Stored data
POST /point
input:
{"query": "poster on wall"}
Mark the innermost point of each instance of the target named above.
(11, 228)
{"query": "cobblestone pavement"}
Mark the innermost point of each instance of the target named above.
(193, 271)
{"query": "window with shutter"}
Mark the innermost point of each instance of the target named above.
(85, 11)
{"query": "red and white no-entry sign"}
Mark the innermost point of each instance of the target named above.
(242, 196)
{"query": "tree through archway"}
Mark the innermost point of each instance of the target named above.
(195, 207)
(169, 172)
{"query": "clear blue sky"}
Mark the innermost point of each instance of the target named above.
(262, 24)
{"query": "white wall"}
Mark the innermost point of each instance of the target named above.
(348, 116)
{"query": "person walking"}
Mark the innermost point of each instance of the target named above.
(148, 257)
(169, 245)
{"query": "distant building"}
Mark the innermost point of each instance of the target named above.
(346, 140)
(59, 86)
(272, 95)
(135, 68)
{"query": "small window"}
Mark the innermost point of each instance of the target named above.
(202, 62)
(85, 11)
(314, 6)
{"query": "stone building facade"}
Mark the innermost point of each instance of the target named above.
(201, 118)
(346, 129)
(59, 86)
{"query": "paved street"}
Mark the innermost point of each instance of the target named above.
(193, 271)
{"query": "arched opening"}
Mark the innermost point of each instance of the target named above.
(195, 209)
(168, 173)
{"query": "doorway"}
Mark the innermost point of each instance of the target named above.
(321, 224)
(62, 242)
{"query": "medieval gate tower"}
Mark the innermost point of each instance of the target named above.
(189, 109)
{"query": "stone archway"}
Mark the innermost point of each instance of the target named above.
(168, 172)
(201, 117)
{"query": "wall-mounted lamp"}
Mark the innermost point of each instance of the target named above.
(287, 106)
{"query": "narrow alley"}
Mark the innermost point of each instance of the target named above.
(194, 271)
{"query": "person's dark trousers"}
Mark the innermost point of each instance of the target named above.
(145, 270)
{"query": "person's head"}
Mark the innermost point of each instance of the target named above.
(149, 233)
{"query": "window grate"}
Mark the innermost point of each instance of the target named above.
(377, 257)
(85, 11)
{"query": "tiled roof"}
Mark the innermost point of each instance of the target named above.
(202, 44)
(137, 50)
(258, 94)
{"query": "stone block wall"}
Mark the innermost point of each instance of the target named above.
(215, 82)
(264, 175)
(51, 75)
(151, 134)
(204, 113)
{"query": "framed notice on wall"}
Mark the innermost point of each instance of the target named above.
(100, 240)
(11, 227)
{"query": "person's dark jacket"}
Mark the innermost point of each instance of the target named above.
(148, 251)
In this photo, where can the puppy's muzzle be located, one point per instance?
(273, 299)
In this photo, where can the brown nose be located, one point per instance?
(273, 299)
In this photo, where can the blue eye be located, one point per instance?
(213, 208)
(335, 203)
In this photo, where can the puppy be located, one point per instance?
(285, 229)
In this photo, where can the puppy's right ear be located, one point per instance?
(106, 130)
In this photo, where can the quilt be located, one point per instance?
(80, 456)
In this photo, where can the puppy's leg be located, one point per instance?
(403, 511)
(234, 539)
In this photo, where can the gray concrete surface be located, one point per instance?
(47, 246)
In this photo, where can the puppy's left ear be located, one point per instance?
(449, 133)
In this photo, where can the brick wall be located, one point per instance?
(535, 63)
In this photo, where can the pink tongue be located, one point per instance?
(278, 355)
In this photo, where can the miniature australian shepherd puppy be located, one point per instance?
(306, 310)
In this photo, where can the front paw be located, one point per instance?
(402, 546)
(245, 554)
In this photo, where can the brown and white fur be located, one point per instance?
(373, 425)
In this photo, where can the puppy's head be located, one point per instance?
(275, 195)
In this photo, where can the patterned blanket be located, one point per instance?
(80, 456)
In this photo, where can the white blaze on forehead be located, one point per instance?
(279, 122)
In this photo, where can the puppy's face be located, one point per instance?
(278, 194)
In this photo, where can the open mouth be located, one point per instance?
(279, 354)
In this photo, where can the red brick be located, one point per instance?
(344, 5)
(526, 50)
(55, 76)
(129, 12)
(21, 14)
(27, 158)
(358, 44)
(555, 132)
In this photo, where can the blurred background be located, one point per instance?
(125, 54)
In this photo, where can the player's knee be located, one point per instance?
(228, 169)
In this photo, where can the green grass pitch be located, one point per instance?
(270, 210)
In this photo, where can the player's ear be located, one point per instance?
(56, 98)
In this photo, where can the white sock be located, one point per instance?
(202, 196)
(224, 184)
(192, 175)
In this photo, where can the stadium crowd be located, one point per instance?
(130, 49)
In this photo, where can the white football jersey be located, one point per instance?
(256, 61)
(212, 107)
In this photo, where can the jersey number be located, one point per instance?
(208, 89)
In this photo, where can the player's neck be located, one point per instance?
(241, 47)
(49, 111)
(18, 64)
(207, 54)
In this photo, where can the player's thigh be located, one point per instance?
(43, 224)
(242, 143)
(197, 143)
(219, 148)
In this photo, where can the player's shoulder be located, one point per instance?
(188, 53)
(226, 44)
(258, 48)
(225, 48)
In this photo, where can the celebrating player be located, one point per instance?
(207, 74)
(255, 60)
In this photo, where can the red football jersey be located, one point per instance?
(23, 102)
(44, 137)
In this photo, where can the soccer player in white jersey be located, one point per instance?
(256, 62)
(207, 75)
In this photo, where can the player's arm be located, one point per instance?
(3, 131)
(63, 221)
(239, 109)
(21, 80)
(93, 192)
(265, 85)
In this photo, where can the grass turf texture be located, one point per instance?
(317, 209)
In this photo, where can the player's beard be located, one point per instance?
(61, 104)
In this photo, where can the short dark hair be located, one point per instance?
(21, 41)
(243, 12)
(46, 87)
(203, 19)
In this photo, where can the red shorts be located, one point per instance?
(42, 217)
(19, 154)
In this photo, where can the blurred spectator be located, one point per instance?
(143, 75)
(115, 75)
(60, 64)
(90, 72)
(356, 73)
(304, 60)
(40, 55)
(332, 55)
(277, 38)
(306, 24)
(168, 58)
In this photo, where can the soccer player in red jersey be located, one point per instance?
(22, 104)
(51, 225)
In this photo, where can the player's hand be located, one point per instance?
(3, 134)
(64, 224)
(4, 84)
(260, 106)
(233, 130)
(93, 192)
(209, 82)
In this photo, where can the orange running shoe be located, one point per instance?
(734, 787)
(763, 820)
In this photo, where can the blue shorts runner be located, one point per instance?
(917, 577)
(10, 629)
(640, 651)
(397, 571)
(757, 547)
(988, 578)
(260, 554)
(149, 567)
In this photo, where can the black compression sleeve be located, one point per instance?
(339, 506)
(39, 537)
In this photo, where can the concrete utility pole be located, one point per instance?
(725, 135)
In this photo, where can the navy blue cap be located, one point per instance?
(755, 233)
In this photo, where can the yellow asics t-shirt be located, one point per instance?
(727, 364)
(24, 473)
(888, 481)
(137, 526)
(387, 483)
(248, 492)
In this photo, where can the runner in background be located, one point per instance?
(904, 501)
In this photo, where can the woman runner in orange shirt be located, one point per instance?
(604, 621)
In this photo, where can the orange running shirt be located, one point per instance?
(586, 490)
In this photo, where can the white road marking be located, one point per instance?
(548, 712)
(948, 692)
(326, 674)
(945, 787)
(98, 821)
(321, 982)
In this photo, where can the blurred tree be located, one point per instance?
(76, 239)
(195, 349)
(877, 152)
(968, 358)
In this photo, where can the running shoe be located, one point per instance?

» Problem
Note how many lines above hold "building" and give that figure alone.

» Output of the exercise
2